Named object pointing entries
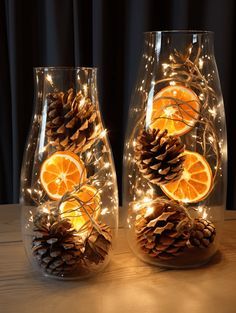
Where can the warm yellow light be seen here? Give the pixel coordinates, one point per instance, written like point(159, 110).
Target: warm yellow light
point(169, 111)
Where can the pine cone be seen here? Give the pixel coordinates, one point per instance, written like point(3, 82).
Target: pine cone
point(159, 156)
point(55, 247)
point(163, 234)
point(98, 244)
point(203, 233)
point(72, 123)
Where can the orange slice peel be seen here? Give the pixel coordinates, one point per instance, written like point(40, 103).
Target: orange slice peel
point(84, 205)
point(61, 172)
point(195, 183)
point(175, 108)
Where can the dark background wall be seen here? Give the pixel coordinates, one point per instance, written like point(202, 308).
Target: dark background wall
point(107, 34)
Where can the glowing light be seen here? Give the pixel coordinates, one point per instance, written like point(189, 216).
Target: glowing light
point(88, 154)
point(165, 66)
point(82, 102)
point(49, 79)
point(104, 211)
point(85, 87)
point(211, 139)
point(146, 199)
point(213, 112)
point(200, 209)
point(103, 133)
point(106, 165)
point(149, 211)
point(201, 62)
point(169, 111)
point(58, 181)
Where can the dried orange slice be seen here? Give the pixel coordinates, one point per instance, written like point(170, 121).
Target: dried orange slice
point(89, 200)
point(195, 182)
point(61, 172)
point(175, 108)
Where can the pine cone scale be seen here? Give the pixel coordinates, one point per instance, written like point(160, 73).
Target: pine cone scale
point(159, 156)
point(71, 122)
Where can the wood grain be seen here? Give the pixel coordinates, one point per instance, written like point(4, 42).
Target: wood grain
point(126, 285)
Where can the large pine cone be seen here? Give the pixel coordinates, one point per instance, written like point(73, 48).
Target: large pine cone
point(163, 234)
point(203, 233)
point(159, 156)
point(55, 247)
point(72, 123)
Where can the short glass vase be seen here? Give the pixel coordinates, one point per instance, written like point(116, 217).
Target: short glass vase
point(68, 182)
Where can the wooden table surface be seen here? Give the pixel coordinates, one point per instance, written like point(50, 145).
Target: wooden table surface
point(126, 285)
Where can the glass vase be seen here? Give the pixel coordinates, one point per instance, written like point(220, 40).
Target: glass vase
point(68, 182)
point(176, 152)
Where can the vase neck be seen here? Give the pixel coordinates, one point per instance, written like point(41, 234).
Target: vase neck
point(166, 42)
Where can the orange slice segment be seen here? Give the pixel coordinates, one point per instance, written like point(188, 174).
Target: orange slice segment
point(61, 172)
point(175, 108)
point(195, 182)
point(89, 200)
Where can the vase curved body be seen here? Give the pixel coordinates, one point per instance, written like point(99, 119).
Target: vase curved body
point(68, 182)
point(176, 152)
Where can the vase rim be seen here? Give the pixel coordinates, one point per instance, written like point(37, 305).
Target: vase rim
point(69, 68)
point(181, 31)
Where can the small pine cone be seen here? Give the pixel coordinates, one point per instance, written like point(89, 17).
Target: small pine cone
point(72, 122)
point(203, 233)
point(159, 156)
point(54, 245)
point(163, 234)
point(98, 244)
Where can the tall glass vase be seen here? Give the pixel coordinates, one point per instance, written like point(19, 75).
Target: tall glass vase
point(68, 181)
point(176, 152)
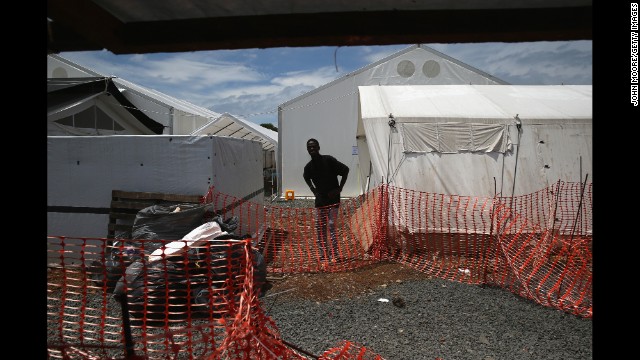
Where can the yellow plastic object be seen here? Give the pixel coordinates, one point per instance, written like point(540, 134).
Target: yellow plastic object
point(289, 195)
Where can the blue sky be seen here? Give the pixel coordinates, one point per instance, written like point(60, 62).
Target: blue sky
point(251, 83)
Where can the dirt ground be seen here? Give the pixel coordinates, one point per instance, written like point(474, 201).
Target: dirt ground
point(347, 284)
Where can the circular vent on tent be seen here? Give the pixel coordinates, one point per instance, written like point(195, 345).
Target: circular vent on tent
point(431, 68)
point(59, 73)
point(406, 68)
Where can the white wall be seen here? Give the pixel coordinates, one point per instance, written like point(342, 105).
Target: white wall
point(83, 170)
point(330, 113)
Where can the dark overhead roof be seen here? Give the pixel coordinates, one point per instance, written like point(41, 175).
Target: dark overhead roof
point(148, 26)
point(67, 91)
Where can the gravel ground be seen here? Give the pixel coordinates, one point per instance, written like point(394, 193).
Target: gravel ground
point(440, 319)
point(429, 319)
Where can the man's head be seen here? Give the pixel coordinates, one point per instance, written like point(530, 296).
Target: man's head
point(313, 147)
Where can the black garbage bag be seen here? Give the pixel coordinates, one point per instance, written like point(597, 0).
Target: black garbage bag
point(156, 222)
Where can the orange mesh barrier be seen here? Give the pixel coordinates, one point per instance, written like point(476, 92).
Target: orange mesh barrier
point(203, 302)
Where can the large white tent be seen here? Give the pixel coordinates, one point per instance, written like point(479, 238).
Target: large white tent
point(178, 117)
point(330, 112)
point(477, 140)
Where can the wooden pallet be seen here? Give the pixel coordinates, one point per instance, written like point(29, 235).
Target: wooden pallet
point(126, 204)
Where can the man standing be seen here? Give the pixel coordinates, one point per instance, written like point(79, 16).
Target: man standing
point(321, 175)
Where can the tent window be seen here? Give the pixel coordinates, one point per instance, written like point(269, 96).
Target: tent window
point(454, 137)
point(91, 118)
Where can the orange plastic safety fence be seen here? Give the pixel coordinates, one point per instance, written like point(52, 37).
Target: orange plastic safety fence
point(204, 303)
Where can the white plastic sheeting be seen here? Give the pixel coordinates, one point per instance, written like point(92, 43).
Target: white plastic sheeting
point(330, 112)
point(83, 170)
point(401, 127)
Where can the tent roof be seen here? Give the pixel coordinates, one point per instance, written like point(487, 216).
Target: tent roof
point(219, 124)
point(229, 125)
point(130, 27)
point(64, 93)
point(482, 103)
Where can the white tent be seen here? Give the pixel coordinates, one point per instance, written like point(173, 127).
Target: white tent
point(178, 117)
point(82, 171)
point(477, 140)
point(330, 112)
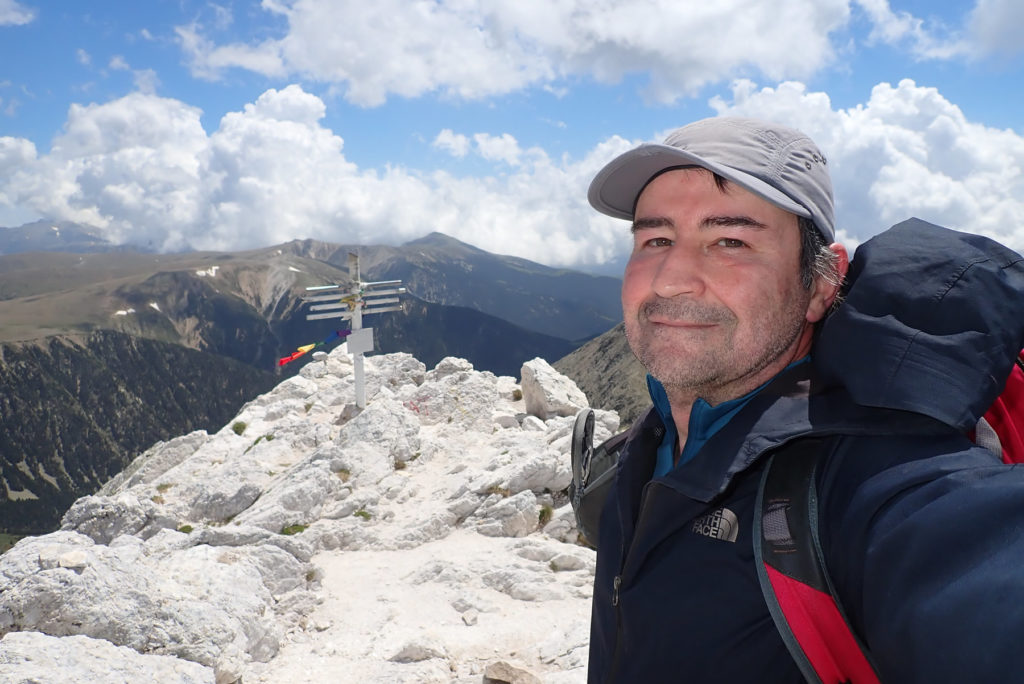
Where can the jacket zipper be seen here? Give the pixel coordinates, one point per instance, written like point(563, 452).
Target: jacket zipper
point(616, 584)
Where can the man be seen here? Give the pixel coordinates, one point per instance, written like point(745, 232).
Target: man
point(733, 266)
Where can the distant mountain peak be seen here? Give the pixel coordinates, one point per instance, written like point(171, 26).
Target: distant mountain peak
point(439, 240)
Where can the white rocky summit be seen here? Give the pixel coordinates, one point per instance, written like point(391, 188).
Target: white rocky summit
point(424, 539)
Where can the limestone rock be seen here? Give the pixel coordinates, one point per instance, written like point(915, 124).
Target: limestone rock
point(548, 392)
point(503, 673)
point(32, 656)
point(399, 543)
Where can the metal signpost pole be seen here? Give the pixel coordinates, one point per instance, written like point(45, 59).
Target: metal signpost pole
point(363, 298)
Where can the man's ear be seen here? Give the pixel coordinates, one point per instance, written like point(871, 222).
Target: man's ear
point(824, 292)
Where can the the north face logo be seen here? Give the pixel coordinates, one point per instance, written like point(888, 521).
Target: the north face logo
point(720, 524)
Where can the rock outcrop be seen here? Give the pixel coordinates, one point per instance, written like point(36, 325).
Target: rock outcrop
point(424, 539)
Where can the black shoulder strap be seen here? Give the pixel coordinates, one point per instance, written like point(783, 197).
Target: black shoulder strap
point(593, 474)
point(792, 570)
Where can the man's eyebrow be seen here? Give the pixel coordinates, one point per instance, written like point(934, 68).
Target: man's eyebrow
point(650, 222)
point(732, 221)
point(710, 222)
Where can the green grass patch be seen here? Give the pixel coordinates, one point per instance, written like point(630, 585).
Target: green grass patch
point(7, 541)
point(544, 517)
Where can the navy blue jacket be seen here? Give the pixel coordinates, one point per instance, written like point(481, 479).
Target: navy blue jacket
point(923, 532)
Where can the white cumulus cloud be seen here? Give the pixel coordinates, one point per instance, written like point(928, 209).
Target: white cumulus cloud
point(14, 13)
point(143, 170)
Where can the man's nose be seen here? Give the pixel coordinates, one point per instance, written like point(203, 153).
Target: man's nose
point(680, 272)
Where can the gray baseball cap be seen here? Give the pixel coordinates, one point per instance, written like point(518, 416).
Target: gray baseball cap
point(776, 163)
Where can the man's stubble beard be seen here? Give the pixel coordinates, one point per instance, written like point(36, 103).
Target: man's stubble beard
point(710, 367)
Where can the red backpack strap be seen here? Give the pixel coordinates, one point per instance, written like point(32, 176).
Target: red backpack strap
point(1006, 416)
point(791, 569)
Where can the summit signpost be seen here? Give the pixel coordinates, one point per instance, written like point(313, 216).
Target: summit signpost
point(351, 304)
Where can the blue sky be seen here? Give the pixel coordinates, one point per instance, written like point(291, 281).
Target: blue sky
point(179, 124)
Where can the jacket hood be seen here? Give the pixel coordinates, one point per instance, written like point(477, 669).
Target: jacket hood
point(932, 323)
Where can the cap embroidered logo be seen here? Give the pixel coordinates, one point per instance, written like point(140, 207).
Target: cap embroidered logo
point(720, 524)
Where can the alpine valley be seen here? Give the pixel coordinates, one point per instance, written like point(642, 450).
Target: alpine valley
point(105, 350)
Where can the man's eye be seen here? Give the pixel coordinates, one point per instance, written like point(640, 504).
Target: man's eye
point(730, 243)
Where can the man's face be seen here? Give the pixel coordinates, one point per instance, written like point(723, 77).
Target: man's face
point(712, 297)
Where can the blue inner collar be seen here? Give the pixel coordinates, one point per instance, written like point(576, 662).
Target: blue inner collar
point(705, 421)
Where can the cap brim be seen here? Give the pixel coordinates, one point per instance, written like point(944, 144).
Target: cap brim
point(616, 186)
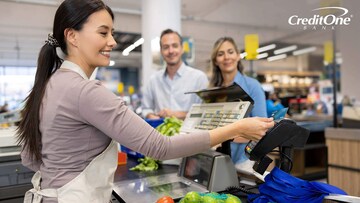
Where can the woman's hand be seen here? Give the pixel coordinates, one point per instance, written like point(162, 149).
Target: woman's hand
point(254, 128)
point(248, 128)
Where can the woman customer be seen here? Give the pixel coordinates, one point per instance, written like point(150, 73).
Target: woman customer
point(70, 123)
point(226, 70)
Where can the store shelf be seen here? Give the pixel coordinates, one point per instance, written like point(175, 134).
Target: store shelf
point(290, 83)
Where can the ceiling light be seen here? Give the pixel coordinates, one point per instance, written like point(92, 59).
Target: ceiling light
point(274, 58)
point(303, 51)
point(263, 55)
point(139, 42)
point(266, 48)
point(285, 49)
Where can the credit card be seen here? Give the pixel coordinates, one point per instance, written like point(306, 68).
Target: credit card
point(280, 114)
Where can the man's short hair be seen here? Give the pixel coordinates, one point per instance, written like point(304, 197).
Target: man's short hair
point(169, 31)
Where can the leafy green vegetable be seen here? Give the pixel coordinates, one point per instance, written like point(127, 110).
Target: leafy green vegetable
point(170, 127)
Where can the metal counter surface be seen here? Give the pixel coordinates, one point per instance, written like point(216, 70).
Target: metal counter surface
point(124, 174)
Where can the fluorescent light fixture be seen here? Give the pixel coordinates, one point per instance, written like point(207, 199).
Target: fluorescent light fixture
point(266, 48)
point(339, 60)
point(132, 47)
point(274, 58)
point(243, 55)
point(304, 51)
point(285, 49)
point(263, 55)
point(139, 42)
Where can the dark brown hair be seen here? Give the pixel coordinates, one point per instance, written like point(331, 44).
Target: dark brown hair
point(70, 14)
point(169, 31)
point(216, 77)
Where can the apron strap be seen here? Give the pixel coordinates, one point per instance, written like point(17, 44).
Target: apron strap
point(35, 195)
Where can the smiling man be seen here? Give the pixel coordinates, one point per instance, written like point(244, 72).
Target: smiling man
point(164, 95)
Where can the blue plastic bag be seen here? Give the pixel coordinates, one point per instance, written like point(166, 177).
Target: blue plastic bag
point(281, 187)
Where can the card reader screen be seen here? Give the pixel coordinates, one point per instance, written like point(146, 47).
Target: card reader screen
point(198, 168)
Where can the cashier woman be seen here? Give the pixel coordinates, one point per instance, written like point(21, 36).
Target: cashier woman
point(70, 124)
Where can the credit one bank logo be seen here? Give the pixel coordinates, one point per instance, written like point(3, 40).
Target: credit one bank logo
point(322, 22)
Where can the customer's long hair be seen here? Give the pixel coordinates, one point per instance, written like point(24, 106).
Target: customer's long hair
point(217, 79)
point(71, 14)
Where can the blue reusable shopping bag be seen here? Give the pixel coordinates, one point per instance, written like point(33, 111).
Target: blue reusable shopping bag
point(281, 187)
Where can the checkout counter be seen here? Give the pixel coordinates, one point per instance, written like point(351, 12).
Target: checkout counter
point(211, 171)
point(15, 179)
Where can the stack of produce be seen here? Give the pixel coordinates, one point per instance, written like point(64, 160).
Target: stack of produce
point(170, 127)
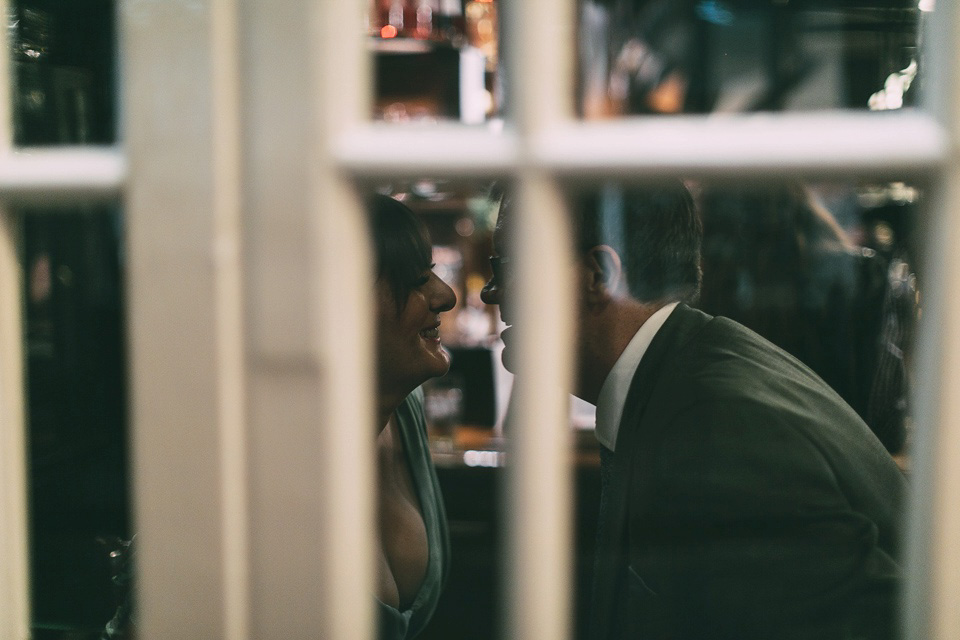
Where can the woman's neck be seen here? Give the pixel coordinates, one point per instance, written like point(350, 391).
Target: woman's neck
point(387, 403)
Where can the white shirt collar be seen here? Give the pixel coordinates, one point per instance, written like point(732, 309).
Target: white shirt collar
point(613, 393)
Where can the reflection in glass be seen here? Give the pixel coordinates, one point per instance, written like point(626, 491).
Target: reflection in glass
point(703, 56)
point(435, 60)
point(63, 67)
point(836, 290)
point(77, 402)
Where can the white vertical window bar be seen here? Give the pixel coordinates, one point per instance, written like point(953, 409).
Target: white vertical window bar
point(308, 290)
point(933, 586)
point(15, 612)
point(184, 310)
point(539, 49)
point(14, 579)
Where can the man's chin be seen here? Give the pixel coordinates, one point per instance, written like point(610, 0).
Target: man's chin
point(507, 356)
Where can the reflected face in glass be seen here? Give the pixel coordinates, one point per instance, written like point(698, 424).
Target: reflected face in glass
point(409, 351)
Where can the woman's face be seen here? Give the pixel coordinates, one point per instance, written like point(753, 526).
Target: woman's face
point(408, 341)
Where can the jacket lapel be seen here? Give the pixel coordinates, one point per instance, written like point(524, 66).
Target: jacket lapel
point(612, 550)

◆ The problem:
Format the items starting at the one containing "Where can the man standing" and ending at the line containing "point(91, 118)" as a two-column CSV with the columns "prompt" and "points". Give one row per item, place the item's text and its answer each in a single quoted field, and replace any line breaks with spaces.

◆ Result below:
prompt,points
"Where can the man standing be seen here? Give the pixel coordinates, one point per instance, written like point(79, 16). Target: man standing","point(321, 175)"
"Where can the tent window be seen here? Give the pixel coordinates, one point per instance, written like point(269, 96). Target: tent window","point(454, 137) point(91, 118)"